Task prompt: Tally the lines in the material below that contain the word "vine", and give only that number.
[BEGIN Data rows]
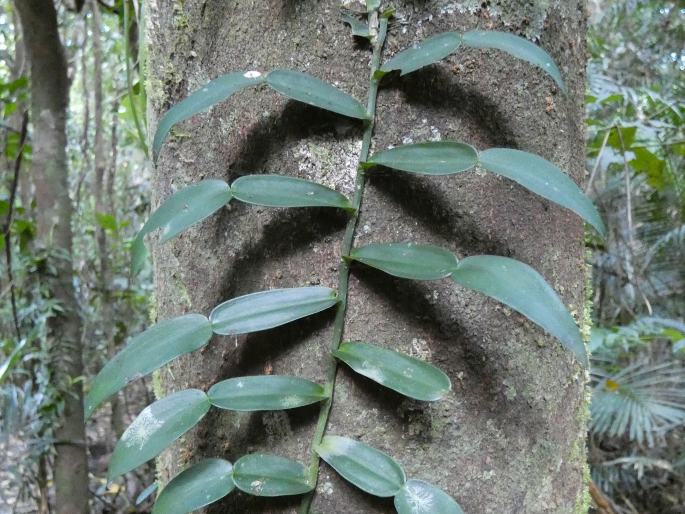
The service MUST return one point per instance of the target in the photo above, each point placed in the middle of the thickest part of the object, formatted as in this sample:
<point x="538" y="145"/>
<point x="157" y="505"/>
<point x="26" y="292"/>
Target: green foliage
<point x="369" y="469"/>
<point x="270" y="475"/>
<point x="410" y="377"/>
<point x="511" y="282"/>
<point x="268" y="309"/>
<point x="201" y="484"/>
<point x="419" y="496"/>
<point x="267" y="392"/>
<point x="156" y="427"/>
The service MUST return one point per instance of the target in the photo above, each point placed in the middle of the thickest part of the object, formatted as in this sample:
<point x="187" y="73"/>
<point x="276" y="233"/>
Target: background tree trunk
<point x="49" y="101"/>
<point x="510" y="438"/>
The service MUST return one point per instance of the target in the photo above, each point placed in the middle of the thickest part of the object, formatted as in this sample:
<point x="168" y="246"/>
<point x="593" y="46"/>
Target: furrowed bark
<point x="510" y="438"/>
<point x="49" y="101"/>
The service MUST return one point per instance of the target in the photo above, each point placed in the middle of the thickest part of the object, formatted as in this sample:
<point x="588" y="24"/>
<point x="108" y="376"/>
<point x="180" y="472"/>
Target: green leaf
<point x="359" y="28"/>
<point x="543" y="178"/>
<point x="268" y="309"/>
<point x="213" y="92"/>
<point x="624" y="140"/>
<point x="372" y="5"/>
<point x="188" y="206"/>
<point x="400" y="372"/>
<point x="201" y="484"/>
<point x="145" y="493"/>
<point x="419" y="497"/>
<point x="432" y="158"/>
<point x="369" y="469"/>
<point x="426" y="52"/>
<point x="106" y="221"/>
<point x="281" y="191"/>
<point x="407" y="260"/>
<point x="516" y="46"/>
<point x="147" y="352"/>
<point x="312" y="91"/>
<point x="520" y="287"/>
<point x="260" y="474"/>
<point x="156" y="427"/>
<point x="266" y="392"/>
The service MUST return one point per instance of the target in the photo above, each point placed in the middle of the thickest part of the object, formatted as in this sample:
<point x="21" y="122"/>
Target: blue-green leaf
<point x="369" y="469"/>
<point x="187" y="206"/>
<point x="544" y="178"/>
<point x="213" y="92"/>
<point x="428" y="51"/>
<point x="145" y="493"/>
<point x="281" y="191"/>
<point x="260" y="474"/>
<point x="516" y="46"/>
<point x="156" y="427"/>
<point x="316" y="92"/>
<point x="147" y="352"/>
<point x="419" y="497"/>
<point x="431" y="158"/>
<point x="520" y="287"/>
<point x="400" y="372"/>
<point x="201" y="484"/>
<point x="268" y="309"/>
<point x="265" y="392"/>
<point x="407" y="260"/>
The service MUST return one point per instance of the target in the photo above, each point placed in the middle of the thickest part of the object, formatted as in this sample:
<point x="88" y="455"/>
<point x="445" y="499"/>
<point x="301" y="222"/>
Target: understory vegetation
<point x="635" y="175"/>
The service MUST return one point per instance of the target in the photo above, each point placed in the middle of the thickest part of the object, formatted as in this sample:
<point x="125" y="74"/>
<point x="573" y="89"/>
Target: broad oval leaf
<point x="520" y="287"/>
<point x="280" y="191"/>
<point x="213" y="92"/>
<point x="261" y="474"/>
<point x="516" y="46"/>
<point x="431" y="158"/>
<point x="265" y="392"/>
<point x="543" y="178"/>
<point x="269" y="309"/>
<point x="428" y="51"/>
<point x="187" y="206"/>
<point x="407" y="260"/>
<point x="369" y="469"/>
<point x="316" y="92"/>
<point x="201" y="484"/>
<point x="147" y="352"/>
<point x="419" y="497"/>
<point x="156" y="427"/>
<point x="400" y="372"/>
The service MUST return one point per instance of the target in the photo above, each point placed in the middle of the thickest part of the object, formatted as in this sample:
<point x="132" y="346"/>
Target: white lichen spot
<point x="327" y="488"/>
<point x="372" y="372"/>
<point x="290" y="401"/>
<point x="419" y="499"/>
<point x="257" y="486"/>
<point x="142" y="428"/>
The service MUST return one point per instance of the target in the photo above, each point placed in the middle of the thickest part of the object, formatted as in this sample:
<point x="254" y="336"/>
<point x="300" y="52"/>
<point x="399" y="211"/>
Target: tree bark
<point x="510" y="437"/>
<point x="49" y="101"/>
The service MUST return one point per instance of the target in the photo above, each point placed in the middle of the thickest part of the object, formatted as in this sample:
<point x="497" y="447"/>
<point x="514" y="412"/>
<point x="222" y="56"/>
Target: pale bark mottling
<point x="510" y="437"/>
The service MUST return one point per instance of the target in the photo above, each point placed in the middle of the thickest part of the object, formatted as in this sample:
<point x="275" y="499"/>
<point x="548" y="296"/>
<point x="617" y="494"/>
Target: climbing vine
<point x="509" y="281"/>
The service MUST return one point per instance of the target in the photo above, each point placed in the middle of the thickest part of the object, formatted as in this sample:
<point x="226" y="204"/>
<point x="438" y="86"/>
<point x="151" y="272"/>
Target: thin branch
<point x="8" y="220"/>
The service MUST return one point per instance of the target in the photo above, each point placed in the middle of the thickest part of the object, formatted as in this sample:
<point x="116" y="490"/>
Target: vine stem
<point x="344" y="268"/>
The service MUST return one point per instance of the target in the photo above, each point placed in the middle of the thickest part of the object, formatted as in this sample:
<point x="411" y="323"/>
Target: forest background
<point x="635" y="174"/>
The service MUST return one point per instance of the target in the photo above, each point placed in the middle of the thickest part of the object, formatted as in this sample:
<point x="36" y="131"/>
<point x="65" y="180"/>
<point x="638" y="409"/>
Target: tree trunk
[END Data rows]
Result of this task: 2